RECORDS FOR THE TASK
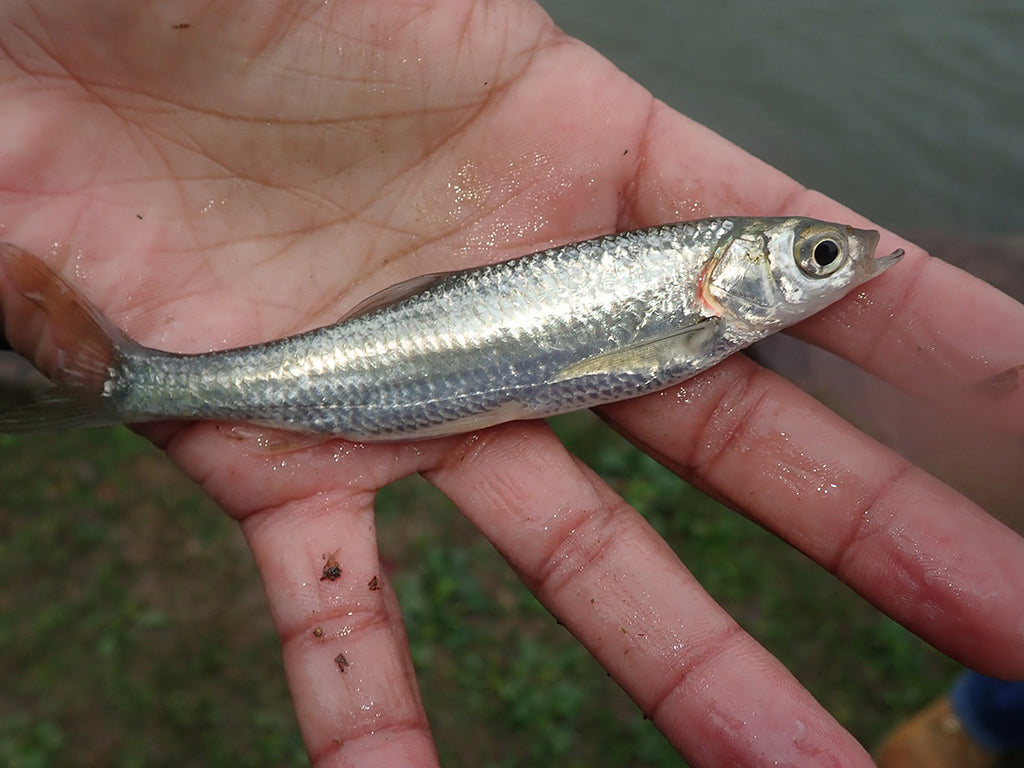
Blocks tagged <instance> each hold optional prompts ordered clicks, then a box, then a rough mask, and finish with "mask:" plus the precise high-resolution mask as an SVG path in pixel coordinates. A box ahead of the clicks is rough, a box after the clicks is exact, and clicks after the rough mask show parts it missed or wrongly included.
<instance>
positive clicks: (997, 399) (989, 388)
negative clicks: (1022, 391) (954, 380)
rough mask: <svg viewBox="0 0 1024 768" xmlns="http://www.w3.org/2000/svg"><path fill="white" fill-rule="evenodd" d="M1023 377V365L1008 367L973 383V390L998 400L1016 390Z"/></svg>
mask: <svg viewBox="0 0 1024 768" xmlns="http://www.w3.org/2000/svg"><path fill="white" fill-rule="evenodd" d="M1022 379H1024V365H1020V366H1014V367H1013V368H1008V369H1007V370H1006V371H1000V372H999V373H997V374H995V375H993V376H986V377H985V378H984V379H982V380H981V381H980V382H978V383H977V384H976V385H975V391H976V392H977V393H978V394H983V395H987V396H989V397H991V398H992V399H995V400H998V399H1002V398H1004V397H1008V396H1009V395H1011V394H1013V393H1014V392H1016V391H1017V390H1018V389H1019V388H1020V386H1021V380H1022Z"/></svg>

---

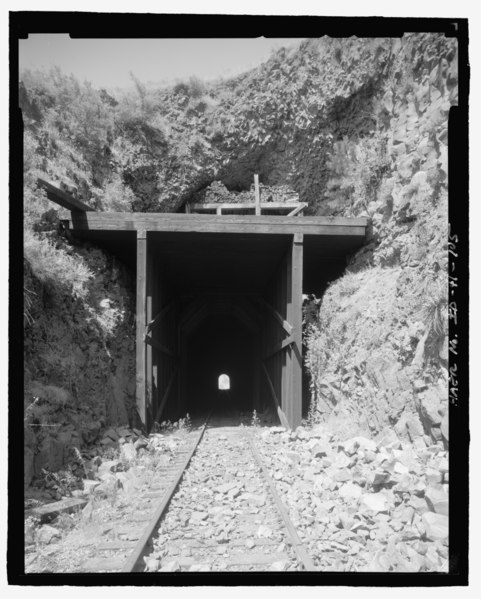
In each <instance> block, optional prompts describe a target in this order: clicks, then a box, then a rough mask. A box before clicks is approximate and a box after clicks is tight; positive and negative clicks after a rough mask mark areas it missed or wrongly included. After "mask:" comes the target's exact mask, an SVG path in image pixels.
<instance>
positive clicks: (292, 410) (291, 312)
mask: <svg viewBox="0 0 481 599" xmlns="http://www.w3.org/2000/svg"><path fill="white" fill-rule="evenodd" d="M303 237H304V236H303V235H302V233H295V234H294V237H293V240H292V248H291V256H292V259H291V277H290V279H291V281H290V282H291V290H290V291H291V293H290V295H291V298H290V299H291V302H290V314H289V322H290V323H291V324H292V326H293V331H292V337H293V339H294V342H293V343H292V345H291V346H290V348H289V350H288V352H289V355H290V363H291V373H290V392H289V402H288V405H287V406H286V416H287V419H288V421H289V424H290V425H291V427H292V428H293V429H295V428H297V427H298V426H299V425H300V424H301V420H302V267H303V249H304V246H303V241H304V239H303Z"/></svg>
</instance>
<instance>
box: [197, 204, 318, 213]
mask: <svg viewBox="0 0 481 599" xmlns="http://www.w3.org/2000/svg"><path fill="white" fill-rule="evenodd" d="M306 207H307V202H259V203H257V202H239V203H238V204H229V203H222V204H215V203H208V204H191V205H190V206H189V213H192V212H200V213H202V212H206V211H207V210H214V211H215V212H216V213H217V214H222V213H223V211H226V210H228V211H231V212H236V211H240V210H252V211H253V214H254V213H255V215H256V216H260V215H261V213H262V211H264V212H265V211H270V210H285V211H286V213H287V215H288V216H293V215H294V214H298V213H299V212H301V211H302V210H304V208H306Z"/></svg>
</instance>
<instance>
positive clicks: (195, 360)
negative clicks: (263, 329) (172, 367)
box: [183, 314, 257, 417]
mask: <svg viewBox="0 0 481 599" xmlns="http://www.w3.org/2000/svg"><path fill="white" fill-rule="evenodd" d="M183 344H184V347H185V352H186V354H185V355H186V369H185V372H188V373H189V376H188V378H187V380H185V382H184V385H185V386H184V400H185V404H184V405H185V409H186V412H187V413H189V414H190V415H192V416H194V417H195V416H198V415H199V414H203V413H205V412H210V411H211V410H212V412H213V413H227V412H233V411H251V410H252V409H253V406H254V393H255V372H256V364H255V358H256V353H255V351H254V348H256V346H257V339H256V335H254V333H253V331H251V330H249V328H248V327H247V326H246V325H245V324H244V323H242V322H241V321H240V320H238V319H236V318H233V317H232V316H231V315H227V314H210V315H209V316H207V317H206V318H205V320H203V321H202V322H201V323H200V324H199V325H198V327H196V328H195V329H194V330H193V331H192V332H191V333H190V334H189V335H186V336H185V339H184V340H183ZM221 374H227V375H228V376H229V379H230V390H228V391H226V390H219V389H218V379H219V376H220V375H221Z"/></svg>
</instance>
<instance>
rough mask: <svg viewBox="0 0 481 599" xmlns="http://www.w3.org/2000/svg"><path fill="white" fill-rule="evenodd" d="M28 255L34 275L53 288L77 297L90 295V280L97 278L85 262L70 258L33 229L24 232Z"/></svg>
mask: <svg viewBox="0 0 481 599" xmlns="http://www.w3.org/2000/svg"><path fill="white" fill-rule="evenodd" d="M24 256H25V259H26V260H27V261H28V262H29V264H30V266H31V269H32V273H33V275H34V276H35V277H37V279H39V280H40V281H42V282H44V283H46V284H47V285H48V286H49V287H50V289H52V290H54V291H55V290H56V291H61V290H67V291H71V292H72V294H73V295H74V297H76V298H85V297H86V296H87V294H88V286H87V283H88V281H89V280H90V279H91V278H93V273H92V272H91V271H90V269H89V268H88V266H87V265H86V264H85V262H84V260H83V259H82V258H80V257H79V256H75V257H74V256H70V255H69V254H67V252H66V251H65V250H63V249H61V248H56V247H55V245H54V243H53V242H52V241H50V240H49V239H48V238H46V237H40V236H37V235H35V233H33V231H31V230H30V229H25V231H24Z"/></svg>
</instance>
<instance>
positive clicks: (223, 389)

ABOUT THIS TASK
Above are the lines; repeat exactly the ones from the line containing "positive clicks: (997, 399) (989, 388)" down to the line containing "negative clicks: (1022, 391) (954, 380)", both inclusive.

ANSWER BOX
positive clicks: (997, 399) (989, 388)
negative clicks: (1022, 391) (954, 380)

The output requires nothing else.